> _WYBRANY FRAGMENT_
※ ※ ※
Sprawdz sam, o ile jest /proc/config.gz

----------

## DtZ

Pod x86_64 jak najbardziej jest możliwe odpalenie binarek 32bit. Jak wygląda sprawa z ia64, hppa, ppc64 szczerze mówiąc nie wiem  :Neutral: . Na serwerach produkcyjnych emulacja IA32 zwykle jest zbędna. Większość softu ma już wersję 64bit.

----------

## kwach

Miałem identyczny problem, kiedy zamiast stage amd64 ściągnąłem ia64.... Nie miałem pojęcia co jest nie tak, coś tam mi się niby w handbooku nie zgadzało, ale jednak troszke czasu mi zajęło dopatrzenie się czemu nie śmiga  :Very Happy: 

----------

## SlashBeast

btw IA64 to nie są te Intelowe procesory 64bitowe które _nie_ mają wspracia dla 32bitów?
※ ※ ※
> _TREŚĆ POLECENIA A_
Przepisz z wątku o procesorach 64-bitowych fragment od „Sprawdz sam, o” aż do „już wersję 64bit.” włącznie, wstawiając „firmowych” w miejsce „produkcyjnych”.
> _TREŚĆ POLECENIA B_
Jaki stage ściągnął kwach zamiast amd64, według jego wpisu w wątku o procesorach 64-bitowych?
> _TREŚĆ POLECENIA C_
Dopisz dalszy ciąg wątku o procesorach 64-bitowych, zaczynając po ostatnim pytaniu.

> _WYCIĄG DANYCH_
※ ※ ※
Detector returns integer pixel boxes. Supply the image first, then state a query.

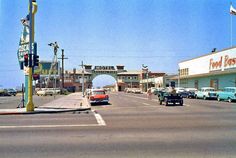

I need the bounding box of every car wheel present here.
[165,99,169,106]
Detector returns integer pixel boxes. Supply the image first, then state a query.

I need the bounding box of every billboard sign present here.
[34,61,60,77]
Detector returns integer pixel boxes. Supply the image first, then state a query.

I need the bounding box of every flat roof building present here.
[178,47,236,90]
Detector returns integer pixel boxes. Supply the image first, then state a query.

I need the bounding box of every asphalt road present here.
[0,94,64,109]
[0,93,236,158]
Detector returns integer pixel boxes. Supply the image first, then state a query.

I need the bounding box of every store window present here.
[210,79,219,90]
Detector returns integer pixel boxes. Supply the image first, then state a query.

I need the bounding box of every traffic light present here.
[34,55,39,66]
[24,54,29,67]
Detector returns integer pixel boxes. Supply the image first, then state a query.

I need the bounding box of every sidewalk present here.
[0,93,91,115]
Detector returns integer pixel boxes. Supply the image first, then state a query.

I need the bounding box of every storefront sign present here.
[34,62,59,76]
[209,55,236,71]
[94,66,115,71]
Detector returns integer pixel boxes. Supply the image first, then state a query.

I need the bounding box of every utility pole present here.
[80,61,84,97]
[58,49,68,91]
[142,64,148,90]
[178,69,180,87]
[26,0,37,112]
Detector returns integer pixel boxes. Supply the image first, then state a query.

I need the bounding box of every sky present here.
[0,0,236,88]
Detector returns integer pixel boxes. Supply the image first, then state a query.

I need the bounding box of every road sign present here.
[17,26,36,69]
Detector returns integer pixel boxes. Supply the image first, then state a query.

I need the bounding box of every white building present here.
[176,47,236,89]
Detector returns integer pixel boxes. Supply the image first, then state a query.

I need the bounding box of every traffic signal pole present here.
[26,0,38,112]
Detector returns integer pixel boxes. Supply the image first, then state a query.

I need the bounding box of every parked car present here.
[153,88,165,95]
[0,89,11,96]
[157,89,184,106]
[185,88,197,98]
[131,88,142,94]
[217,87,236,102]
[151,87,157,94]
[195,87,217,100]
[89,89,109,104]
[36,88,54,96]
[175,87,185,93]
[177,91,189,98]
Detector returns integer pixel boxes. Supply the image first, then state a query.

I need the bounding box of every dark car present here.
[178,91,189,98]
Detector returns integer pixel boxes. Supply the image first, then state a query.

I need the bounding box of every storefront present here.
[179,47,236,90]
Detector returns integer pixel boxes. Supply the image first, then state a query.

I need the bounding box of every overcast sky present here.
[0,0,236,87]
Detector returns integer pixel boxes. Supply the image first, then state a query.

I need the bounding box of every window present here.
[210,79,219,90]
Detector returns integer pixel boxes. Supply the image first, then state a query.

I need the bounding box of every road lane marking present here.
[92,110,106,126]
[0,124,101,129]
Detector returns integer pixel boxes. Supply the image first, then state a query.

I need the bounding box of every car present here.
[89,89,109,105]
[175,87,185,93]
[185,88,197,98]
[151,87,157,94]
[195,87,217,100]
[157,89,184,106]
[153,88,165,95]
[7,88,17,96]
[0,89,11,96]
[36,88,54,96]
[217,87,236,102]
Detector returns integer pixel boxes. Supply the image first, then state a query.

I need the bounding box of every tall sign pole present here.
[26,0,37,112]
[58,49,68,89]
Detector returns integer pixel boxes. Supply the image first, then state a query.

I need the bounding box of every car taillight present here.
[90,96,94,100]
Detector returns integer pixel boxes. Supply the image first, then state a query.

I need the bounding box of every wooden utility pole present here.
[58,49,68,89]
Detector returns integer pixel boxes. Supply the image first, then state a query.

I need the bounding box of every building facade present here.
[179,47,236,90]
[64,65,146,91]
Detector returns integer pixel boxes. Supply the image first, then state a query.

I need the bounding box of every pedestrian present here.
[147,88,152,100]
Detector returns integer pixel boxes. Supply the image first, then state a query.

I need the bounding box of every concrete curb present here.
[0,108,91,115]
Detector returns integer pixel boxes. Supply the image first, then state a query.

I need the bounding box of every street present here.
[0,92,236,158]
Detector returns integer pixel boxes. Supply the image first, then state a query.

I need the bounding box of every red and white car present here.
[89,89,109,104]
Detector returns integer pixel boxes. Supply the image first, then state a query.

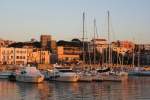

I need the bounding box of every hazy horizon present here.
[0,0,150,43]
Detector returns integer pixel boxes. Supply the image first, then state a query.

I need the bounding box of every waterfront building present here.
[50,40,57,54]
[40,35,51,49]
[0,47,50,65]
[31,50,51,64]
[112,40,135,55]
[0,47,27,65]
[90,38,108,53]
[57,46,81,62]
[0,39,14,47]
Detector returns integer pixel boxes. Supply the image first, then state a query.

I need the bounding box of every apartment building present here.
[0,47,50,65]
[0,47,27,65]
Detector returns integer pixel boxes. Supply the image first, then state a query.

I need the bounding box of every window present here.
[16,56,19,59]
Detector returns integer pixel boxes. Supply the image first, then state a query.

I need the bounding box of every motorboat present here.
[16,67,44,83]
[50,67,79,82]
[0,71,12,79]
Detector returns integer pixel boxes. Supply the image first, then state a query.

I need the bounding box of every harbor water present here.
[0,77,150,100]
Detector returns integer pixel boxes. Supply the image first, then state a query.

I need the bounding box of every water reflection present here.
[0,77,150,100]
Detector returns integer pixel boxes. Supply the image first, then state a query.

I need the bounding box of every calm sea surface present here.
[0,77,150,100]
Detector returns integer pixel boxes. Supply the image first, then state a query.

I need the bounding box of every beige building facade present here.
[0,47,50,65]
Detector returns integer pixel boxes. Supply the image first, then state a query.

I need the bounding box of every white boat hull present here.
[16,75,44,83]
[0,72,11,79]
[54,76,79,82]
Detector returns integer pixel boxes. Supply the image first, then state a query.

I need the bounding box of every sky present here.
[0,0,150,43]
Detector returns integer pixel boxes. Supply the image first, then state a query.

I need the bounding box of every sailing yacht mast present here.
[93,19,96,65]
[82,12,85,64]
[107,11,111,66]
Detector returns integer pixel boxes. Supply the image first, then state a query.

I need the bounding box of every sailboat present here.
[102,11,127,82]
[128,45,150,76]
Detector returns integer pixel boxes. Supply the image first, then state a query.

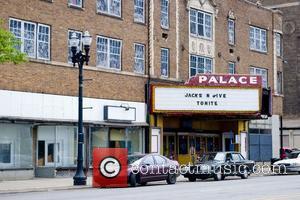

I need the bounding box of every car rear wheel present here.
[129,174,136,187]
[189,176,196,182]
[241,169,249,179]
[141,182,147,186]
[167,174,177,184]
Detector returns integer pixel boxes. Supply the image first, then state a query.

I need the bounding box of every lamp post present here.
[70,31,92,185]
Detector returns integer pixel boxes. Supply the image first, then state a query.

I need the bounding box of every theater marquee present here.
[152,75,261,114]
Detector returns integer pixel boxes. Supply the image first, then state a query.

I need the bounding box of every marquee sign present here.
[152,74,261,114]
※ ※ ※
> _WYNIK ĆWICZENIA A_
Sprawdz sam, o ile jest /proc/config.gz

----------

## DtZ

Pod x86_64 jak najbardziej jest możliwe odpalenie binarek 32bit. Jak wygląda sprawa z ia64, hppa, ppc64 szczerze mówiąc nie wiem  :Neutral: . Na serwerach firmowych emulacja IA32 zwykle jest zbędna. Większość softu ma już wersję 64bit.

> _WYNIK ĆWICZENIA B_
Stage ia64.

> _WYNIK ĆWICZENIA C_
----------

## DtZ

Z tego co wiem to tak. Gdzieś czytałem, że emulacja 32bit jest na tym możliwa, ale strasznie powolna. Sam do takiego sprzętu nigdy dostępu nie miałem więc potwierdzić tej tezy nie mogę. Jedyne 64 bitowe procki z jakimi miałem styczność to x86_64 i sparc64.

----------

## Qlawy

IA to architektura iltanum, a one z x86 nie mają za wiele wspólnego - o ile mnie pamięć nie myli

----------

## DtZ

IA64 to architektura, Itanium to rodzina procesorów intela która ją implementuje. Poza_tym masz rację. Zestaw instrukcji nie jest zgodny z x86. Jedyny sposób to emulacja software'owa.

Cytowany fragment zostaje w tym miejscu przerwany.